____ Records for processing

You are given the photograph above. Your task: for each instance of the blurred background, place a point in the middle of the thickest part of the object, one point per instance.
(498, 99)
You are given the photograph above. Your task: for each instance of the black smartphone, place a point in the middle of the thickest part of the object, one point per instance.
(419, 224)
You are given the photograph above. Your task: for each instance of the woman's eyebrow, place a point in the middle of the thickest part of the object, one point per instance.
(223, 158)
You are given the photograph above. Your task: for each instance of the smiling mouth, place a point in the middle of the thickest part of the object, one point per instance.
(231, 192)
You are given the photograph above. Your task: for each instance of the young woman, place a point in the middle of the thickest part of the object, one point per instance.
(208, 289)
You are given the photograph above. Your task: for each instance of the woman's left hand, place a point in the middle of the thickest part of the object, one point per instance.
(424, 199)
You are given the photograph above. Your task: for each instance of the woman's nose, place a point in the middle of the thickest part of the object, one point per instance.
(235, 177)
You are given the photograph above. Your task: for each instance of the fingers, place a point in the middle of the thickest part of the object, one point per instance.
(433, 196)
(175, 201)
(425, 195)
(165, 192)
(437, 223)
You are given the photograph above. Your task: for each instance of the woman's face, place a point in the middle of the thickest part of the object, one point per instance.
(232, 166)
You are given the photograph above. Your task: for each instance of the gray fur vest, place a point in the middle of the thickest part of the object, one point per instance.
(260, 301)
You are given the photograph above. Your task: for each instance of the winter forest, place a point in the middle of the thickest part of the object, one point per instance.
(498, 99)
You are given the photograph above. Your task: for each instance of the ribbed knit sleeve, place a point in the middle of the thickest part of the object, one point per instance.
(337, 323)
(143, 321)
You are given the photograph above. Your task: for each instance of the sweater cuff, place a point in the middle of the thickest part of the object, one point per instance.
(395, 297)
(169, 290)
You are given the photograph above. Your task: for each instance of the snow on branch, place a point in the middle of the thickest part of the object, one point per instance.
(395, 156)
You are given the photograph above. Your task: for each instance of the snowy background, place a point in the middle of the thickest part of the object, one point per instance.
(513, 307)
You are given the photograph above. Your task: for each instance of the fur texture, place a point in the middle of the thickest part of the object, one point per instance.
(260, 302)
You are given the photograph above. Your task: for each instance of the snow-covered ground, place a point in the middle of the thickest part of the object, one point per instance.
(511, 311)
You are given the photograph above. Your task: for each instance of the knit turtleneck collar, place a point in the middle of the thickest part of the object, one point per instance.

________

**Short task**
Output each entry precisely as given.

**Solution for this problem**
You are given the photograph above. Your task: for each instance of the blurred background, place a point in the middle of the thickest part of the object, one point per instance.
(498, 99)
You are given the photograph above. Your task: for each instance of the black smartphone, place a point in the middle of the thickest part of the object, one point per instance.
(419, 224)
You are given the photograph above. Your task: for each instance of the woman's eyebrow, place a point in the middle of the thickest part of the object, one point per instance.
(223, 158)
You are given the photograph above. Your task: for each instance of the smiling mouth, place a point in the middle of the thickest part of the object, one point per instance.
(231, 192)
You are given the photograph above. Your task: for each instance of the young woman, place a point in the middle of the thickest part of the object, one point per instance.
(208, 289)
You are given the photograph above. Your task: for each instance of the woman's left hand, place a point in the middle of the thickest part of the object, one point per instance.
(424, 199)
You are given the photograph above. Your task: for each instance of the woman's nose, place a point in the middle of the thickest part of the object, one point per instance.
(235, 177)
You are given the photograph above. Your task: for each instance of the fingers, place a point in the middle of the thickest part of the object, one point per instance.
(433, 196)
(175, 201)
(425, 195)
(165, 192)
(437, 223)
You are given the photograph above. Your task: for each instance of the woman's face, place a point in the middle of the thickest part of the object, one point per instance.
(232, 166)
You are given the photograph above. Your task: for each instance of the gray fur vest, place a point in the middle of the thickest part of the object, one point per instance.
(260, 301)
You are given the photograph above. Your task: for each instance of the winter forest, place a point in the middle of the thickest part of the object, one point per instance.
(498, 99)
You are given the photograph above. Your task: for each instance of the ribbed knit sleeve, place a point in the middle of the thickest part of the object, one point per instance.
(337, 323)
(143, 321)
You are given the photograph above. Your task: for each instance of the sweater cuff, place a point in the middle of the thickest part of the object, one point per instance.
(395, 297)
(169, 290)
You are given the photograph above. Your task: for each instance of the snow on branch, place a point in the middle of the thickest part of the object, one point per instance.
(395, 156)
You are given the photograph above. Your task: for each instance of the snowy background, place a point in the middle of the thickest part of the object, one point per instance.
(513, 307)
You are given the photograph above. Your task: for each instance of the fur texture, place a point in the middle of the thickest part of the object, one point per instance.
(260, 302)
You are given the photograph above. Your task: for each instance of the snow-covered ground, place a point in the middle of the thickest part of the object, one point per instance.
(511, 311)
You are given the photograph above. Your task: for each instance of the knit turtleneck collar, place a point in the middle of the thickest part of the object, one point per instance.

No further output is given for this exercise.